▸ **Source document**
But you’re tired … so tired … so you sink into your bed … and your eyes float closed … you sigh … you snuggle to get comfy … … and then … you hear a strange coughing noise. (At this point, please re-read the previous paragraph and imagine yourself going through the same routine all over again, only this time you’re digging for blankets because you only had one spare duvet).

Ok, at this point I’ll let you get a little sleep, but only for half an hour at a time because the puker is now in bed with you – it just seems easier that way – but it does mean you’re jumping at every remotely cough-like sound. Oh, but wait – what’s that I hear? Yes! That’s your alarm. It’s time to get up. And go to work.

NOW you’re tired.

((Addendum. It has been pointed out to me that in fact it is not like this in our house. That there are in fact two of us and we in fact work as a team and that in fact my marvelous house-husband in fact washed that puked-on duvet! Indignant yelp! I agree with him. Totally deserved righteousness. But we’re still tired. You know who are REALLY tired? Single parents. I take my hat off to you time and again. Usually when I’m thinking I’m tired.))

▸ **Available data**

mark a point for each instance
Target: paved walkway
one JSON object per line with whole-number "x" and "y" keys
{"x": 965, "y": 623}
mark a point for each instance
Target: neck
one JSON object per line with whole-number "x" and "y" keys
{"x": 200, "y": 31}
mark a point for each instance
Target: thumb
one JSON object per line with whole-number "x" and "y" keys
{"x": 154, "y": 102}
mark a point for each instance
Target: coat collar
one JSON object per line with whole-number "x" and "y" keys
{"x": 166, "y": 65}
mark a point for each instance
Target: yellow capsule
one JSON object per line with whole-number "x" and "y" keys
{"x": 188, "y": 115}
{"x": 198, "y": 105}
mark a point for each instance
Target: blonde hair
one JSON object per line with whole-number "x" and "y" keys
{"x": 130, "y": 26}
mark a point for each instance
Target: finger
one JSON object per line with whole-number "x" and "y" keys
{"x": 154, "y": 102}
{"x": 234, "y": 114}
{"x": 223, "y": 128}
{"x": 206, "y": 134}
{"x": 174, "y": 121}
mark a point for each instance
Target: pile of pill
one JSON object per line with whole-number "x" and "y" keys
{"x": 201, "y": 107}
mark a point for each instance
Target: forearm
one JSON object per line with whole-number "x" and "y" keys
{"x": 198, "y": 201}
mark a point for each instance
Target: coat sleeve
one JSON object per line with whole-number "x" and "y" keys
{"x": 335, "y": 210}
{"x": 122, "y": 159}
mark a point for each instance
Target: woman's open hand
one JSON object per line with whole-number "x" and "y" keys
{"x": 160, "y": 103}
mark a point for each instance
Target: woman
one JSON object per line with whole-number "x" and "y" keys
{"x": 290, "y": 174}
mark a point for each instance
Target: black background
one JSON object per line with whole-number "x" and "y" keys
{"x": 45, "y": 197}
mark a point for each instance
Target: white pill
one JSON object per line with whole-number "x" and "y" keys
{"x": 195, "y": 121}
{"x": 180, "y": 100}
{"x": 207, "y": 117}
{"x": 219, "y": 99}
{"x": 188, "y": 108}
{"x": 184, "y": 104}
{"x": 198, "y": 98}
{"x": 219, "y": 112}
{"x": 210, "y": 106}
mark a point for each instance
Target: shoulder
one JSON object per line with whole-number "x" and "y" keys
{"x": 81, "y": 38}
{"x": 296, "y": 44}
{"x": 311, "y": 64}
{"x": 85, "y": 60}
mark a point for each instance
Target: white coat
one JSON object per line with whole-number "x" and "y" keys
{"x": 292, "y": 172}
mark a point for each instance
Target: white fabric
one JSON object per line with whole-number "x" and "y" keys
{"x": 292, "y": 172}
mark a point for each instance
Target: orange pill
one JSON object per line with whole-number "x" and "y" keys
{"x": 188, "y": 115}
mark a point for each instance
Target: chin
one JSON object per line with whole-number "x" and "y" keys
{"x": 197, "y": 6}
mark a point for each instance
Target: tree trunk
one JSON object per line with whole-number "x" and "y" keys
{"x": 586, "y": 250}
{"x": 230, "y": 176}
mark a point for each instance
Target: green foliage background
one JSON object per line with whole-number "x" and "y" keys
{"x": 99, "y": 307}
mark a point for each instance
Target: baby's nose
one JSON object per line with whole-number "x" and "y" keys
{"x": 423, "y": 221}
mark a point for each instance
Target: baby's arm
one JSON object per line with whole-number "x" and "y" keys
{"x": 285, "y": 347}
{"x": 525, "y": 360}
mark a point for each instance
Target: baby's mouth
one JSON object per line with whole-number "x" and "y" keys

▸ **Task objective**
In the addendum to the passage about parental tiredness, who washed the puked-on duvet?

▸ **Result of the exercise**
The writer's house-husband washed it.